(Stored data entries)
---*---

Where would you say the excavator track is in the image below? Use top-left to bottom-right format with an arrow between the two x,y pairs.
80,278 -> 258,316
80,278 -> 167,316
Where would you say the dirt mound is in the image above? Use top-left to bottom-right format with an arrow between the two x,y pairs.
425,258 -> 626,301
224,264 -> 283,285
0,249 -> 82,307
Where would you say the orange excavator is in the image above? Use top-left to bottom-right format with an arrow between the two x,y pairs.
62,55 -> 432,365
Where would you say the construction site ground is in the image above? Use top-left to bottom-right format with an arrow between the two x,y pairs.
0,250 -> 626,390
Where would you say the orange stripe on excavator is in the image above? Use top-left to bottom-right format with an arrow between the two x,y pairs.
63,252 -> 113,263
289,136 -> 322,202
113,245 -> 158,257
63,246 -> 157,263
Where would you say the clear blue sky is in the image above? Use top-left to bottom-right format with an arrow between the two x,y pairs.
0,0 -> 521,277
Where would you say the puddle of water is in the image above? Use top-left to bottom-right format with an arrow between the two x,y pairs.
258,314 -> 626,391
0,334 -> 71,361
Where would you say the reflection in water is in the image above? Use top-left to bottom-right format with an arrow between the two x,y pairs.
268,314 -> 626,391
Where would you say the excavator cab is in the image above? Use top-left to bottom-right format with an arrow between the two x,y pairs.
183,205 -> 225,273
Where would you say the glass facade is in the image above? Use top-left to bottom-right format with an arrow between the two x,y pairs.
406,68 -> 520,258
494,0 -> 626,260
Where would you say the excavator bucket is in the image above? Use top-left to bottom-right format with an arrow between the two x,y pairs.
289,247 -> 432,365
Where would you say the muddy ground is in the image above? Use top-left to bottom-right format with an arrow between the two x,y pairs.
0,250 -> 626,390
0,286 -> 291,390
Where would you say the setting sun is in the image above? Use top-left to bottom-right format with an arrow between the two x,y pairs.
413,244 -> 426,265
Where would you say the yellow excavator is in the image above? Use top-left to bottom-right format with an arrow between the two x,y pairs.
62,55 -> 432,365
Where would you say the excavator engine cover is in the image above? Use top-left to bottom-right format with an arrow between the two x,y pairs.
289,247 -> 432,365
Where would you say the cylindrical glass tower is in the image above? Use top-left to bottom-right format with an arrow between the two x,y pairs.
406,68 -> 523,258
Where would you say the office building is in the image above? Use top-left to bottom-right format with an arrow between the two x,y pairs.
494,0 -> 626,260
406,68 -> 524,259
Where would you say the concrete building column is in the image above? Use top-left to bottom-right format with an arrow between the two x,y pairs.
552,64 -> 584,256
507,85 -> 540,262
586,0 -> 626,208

---*---

> **Challenge**
Rewrite every item with "Where would you say" swapped for "Where do you think", leaving everything else untouched.

> **Solution to this exercise**
Where do you think the excavator track is in the image below? Use top-left to bottom-right format with an arrow between the two x,y pairs.
80,278 -> 258,316
80,278 -> 167,316
Where do you think the dirt mound is in the image above? Use top-left to bottom-right format with an arrow between the two x,y pairs.
425,258 -> 626,301
224,264 -> 283,285
0,249 -> 82,307
Where do you think the orange excavator is in the image above? Use top-left to bottom-right format with an arrow between the two x,y pairs.
62,55 -> 432,365
Where do you think the construction site ground is in the image above? Use top-left to bottom-right format with an arrow between the two x,y pairs.
0,250 -> 626,390
Where do you think the orange stripe on excavator is in the image above? Use top-left to bottom-right format with an arrow between the two x,y pairs.
63,252 -> 113,263
289,136 -> 322,202
113,245 -> 158,257
63,246 -> 157,263
Where do you think the clear blue sky is in the image above? Use top-left to bottom-right format with an arrow between the two x,y pairs.
0,0 -> 521,277
Where do you think the puddle of water is in the image above? Use top-left to bottom-right format with an arrow between the two x,y pairs.
258,314 -> 626,391
0,334 -> 71,361
Where do you think the reflection in water is in the image above? Use top-left to bottom-right format with an arrow between the two x,y pairs.
268,314 -> 626,391
Where do you think the excavator cab is in the image above? Use top-left to bottom-right format with an arrow between the two x,y pairs.
183,205 -> 225,273
Where do you think the glass facade is in the image above? Use top-left to bottom-right format with an arrow between the two x,y pairs.
406,68 -> 520,258
494,0 -> 626,260
Where do you think the excavator bucket is in the image above? Use top-left to bottom-right format with an arrow between the two x,y pairs.
289,247 -> 432,365
Where do you think the muddy ground is in the image above? Use top-left to bottom-right format with an arrow between the two x,y pairs.
0,250 -> 626,390
0,286 -> 291,390
Where do you think the setting sun is in the image above? Use top-left to bottom-right format with an arrow between the two x,y pairs.
413,244 -> 426,265
Where do you think the yellow excavator is in the image above? Use top-left to bottom-right format with an arrow between the two x,y pairs.
62,55 -> 432,365
Where do you think the excavator engine cover is in the image above? Use top-left to bottom-right format with an arrow between the two x,y pairs.
289,247 -> 432,365
Where do you think the cylindrical glass tower is in the image above? Use top-left to bottom-right format with an arrow between the two x,y pairs.
406,68 -> 523,258
Where do you think the office building is in the image above? Use top-left to bottom-right format with an arrow between the two x,y pairs.
494,0 -> 626,260
406,68 -> 524,259
Where do you think the concrete building column is in the image above? Use top-left to bottom-right format with an arrow between the two x,y pairs.
552,64 -> 584,256
507,85 -> 540,262
586,0 -> 626,208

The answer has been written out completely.